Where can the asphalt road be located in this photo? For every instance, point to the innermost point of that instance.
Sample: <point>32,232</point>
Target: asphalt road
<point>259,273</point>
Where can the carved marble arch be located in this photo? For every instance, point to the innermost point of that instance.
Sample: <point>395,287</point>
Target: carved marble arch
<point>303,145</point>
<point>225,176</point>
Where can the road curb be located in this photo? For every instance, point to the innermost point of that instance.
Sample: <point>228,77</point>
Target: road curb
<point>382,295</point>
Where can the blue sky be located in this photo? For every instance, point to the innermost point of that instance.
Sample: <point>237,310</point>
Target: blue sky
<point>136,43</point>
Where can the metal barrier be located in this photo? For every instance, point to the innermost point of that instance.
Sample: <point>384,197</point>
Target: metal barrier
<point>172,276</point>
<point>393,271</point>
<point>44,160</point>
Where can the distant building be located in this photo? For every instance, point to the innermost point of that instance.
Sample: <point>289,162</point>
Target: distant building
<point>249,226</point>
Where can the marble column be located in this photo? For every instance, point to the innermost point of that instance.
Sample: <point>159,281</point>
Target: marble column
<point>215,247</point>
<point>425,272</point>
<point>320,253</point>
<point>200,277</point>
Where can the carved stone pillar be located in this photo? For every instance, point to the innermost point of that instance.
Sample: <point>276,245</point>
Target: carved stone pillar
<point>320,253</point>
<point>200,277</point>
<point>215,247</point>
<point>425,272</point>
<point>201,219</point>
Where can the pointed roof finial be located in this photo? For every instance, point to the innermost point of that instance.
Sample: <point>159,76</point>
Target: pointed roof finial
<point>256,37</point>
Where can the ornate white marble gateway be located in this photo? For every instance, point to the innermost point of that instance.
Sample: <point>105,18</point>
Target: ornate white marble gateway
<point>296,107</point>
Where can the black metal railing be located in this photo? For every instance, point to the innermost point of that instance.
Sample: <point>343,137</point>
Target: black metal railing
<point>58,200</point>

════

§ Problem requirements
The records above should be restated word for word, please.

§ Full output
Where can the asphalt road be located in this photo? For every instance, point to the innermost point of that instance.
Sample: <point>32,232</point>
Target: asphalt road
<point>259,273</point>
Where can the carved marble arch be located in this photo? For every instance, point to the innermost point of that instance.
Sample: <point>395,287</point>
Target: carved marble arch
<point>303,145</point>
<point>225,176</point>
Where can the road curb be located in this photo? For every instance, point to the innermost point of that instance.
Sample: <point>228,77</point>
Target: road curb
<point>382,295</point>
Where can the blue sky be located in this photo? For every instance, point to the innermost point of that instance.
Sample: <point>237,310</point>
Target: blue sky
<point>136,43</point>
Where can the metal barrier be located in this photo? For every instance, point to the innermost point of that instance.
Sample: <point>384,197</point>
Target: metal barrier
<point>172,276</point>
<point>393,271</point>
<point>44,160</point>
Where can the distant building be located in this photo? For every instance, point to the innermost point of that instance.
Sample: <point>289,162</point>
Target: distant building
<point>249,226</point>
Where can the marble column be located in this photo? For every instance, point to the innermost point of that instance.
Sample: <point>159,281</point>
Target: marble column
<point>215,247</point>
<point>425,272</point>
<point>320,253</point>
<point>200,277</point>
Where can the carved stone pillar be located in this photo? For every instance, point to the innermost point of that instance.
Sample: <point>276,245</point>
Target: carved stone pillar
<point>320,253</point>
<point>200,277</point>
<point>215,247</point>
<point>425,272</point>
<point>201,219</point>
Where can the pointed roof finial be located in this photo? For every instance, point to the innermost point of that instance.
Sample: <point>159,76</point>
Target: pointed roof finial
<point>256,37</point>
Where can the ornate white marble gateway be located in this photo? For every instance, point to the innermost point of that instance.
Sample: <point>105,18</point>
Target: ornate white marble gateway
<point>296,107</point>
Where can the black metal railing be located in this photo? For every instance, point to the innermost point of that instance.
Sample: <point>343,137</point>
Target: black metal railing
<point>58,200</point>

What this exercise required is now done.